---- RECORD LIST

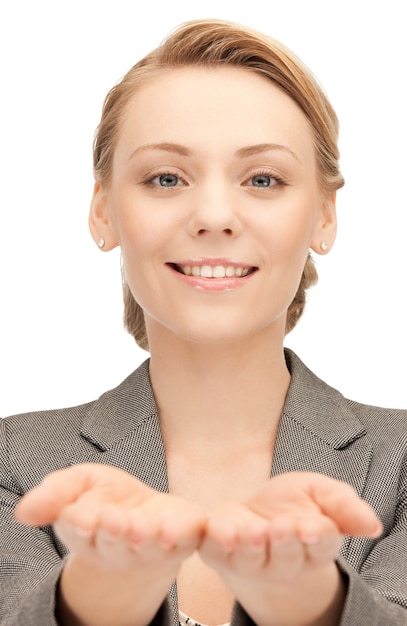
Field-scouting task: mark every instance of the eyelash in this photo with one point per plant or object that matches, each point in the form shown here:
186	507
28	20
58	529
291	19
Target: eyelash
279	182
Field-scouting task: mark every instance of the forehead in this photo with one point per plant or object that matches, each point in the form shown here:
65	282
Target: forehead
223	107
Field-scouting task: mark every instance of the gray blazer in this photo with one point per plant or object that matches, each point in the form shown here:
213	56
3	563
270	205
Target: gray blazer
320	431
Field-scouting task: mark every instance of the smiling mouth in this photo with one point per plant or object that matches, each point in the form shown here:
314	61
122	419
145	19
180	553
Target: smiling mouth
213	271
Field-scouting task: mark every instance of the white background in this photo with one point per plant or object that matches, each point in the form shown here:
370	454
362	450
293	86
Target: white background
61	335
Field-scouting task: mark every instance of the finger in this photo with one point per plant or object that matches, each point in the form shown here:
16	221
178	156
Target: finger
43	504
339	501
287	554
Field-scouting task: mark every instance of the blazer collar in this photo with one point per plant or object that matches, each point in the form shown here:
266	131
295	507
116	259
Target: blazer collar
121	411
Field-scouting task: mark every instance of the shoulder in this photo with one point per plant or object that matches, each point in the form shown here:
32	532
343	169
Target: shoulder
323	404
37	443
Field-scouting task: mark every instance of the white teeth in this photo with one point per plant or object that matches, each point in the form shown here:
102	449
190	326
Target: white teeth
218	271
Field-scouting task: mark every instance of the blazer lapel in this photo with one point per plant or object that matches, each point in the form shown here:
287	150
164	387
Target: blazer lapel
124	427
319	432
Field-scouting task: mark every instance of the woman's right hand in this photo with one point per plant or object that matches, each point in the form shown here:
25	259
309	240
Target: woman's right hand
113	519
126	542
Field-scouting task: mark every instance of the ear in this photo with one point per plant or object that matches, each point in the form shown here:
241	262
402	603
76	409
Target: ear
100	221
325	231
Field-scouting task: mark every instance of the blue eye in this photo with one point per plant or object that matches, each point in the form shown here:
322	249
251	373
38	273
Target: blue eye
167	180
262	180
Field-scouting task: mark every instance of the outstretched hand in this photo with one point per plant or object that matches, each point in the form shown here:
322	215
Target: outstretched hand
294	522
114	520
276	548
272	550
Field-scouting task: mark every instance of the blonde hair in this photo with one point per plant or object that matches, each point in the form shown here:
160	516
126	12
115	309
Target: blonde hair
212	43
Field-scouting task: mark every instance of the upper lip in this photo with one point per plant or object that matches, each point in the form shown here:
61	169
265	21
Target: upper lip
186	267
213	262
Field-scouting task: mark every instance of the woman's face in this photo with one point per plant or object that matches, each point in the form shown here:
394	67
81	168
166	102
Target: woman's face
214	203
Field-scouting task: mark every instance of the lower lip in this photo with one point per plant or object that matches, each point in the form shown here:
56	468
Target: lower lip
214	284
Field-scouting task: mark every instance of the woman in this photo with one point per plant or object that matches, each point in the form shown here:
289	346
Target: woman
222	481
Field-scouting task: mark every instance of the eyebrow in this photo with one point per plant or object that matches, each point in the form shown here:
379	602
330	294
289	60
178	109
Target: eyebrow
264	147
166	147
247	151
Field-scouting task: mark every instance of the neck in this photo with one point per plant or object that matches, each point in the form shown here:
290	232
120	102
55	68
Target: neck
231	393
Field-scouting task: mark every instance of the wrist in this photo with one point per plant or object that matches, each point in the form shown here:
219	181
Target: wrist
313	600
89	595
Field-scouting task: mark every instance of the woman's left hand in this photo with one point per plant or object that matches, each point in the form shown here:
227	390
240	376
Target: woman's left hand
277	550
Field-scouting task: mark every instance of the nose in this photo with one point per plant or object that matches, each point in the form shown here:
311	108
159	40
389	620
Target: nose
214	211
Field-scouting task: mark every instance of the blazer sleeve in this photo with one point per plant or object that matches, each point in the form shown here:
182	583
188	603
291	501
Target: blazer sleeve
377	594
30	563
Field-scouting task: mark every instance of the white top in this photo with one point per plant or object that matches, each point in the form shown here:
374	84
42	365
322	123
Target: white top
184	620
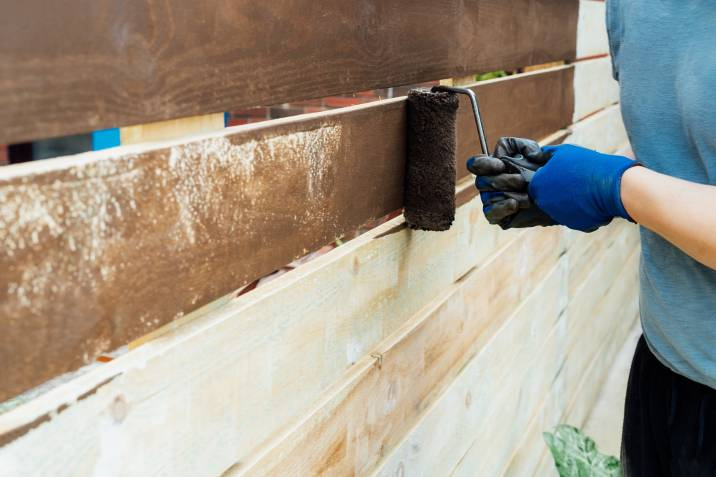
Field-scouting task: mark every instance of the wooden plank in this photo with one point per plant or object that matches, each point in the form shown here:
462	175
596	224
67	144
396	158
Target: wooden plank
276	349
495	442
369	412
594	87
101	248
256	368
532	456
526	347
603	131
70	68
438	440
591	29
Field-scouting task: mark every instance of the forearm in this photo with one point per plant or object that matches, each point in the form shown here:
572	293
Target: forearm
682	212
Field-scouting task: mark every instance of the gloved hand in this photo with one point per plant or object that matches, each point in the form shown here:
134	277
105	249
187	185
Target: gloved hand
580	188
503	180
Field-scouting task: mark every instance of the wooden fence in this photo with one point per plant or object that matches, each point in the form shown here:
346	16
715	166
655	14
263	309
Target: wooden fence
125	344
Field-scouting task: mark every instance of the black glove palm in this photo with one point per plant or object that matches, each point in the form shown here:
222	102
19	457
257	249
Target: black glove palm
503	180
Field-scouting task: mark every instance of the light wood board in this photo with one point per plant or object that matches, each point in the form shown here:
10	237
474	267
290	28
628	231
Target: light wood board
94	64
102	248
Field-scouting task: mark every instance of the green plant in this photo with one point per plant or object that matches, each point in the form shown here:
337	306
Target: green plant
576	455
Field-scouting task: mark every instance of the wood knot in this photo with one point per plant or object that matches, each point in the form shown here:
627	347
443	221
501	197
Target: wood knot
119	409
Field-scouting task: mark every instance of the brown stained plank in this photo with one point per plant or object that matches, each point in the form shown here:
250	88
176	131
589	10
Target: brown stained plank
71	67
102	248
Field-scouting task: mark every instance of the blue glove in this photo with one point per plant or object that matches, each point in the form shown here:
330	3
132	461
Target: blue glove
580	188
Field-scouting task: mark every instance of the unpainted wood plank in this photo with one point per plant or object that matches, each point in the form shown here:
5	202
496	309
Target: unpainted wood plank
594	87
592	29
274	353
606	417
92	64
532	456
171	129
370	411
437	441
603	131
102	248
499	382
492	450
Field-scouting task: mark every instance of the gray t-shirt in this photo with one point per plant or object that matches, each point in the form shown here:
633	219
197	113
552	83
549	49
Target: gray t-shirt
664	56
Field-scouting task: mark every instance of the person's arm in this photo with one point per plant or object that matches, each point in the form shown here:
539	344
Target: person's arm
682	212
584	190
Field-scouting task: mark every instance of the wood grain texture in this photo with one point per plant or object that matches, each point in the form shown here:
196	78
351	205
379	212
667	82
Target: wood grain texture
369	412
532	345
603	131
91	64
171	129
592	29
531	456
102	248
492	452
273	354
594	87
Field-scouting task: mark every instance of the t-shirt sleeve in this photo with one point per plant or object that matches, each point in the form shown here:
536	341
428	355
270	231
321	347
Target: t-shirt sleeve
615	32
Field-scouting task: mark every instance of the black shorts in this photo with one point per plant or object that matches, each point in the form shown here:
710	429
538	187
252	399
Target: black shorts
669	422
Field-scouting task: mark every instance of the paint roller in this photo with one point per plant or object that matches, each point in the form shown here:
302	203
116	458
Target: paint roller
429	193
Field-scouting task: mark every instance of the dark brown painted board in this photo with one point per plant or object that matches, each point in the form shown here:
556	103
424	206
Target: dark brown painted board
102	248
72	67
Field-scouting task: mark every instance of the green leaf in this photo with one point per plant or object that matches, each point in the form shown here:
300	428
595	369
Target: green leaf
576	455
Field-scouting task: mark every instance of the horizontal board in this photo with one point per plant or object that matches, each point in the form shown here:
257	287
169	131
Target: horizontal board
369	412
532	456
603	131
274	353
531	345
101	248
491	451
91	64
594	87
592	29
443	433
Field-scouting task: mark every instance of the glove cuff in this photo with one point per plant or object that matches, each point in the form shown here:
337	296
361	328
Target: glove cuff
618	209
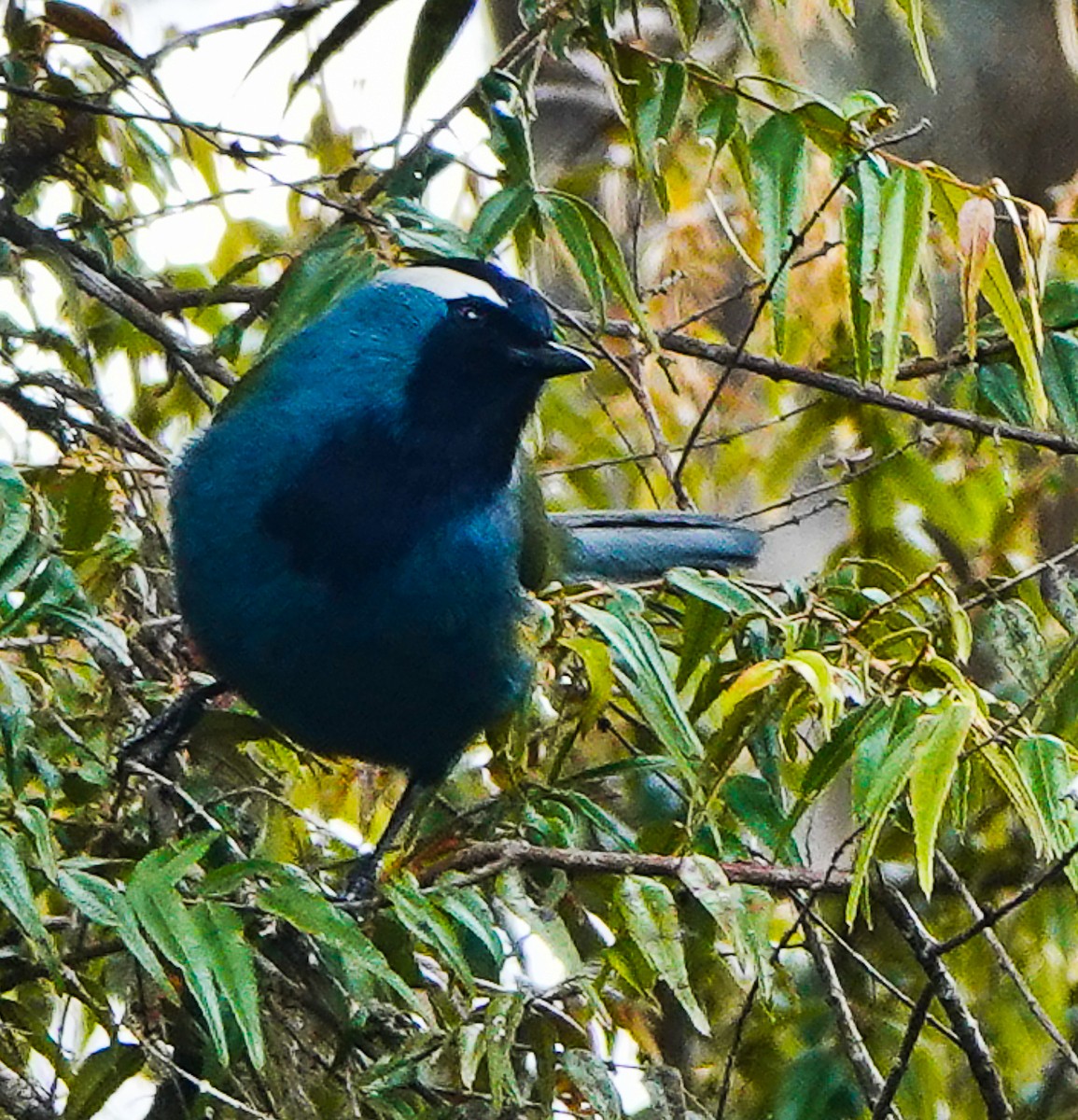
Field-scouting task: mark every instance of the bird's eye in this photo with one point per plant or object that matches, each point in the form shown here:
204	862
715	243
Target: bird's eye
472	313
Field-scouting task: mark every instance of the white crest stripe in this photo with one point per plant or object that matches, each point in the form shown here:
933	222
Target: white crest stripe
448	284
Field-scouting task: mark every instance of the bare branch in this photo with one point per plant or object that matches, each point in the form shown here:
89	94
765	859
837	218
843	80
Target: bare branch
869	1076
914	1028
927	951
1009	967
492	857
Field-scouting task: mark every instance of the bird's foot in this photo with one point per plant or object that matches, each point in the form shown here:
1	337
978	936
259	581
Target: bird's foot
162	735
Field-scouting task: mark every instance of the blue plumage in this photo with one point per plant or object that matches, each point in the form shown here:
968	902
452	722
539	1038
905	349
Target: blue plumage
347	532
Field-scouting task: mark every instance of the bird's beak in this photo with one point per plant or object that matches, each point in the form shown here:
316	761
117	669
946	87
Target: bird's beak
552	359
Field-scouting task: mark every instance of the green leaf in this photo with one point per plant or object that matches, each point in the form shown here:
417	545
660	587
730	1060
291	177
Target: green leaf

--------

--- WRITTEN EXERCISE ---
Reproduce only the lines running from the one with "Field-scouting task: mark every instance of the blue plumage" through the final line of the listing above, both ends included.

--- TASK RESPONSE ---
Field-scouting task: mark every instance of the blue plumage in this photo with one point per plant or object that matches, each point in the form shown here:
968	902
452	722
539	1038
905	349
Target: blue plumage
347	532
Field-scouting task: mark every instance of the bird's beak in this photo with one point per plant or object that matches, each point in the form shown here:
316	761
117	669
946	87
Target: bird's beak
552	359
Field-scouting task: mark every instance of the green leaf in this photo with one point per plant or object that matches, each point in the form shown here:
417	545
660	587
730	1060
291	177
Target: green leaf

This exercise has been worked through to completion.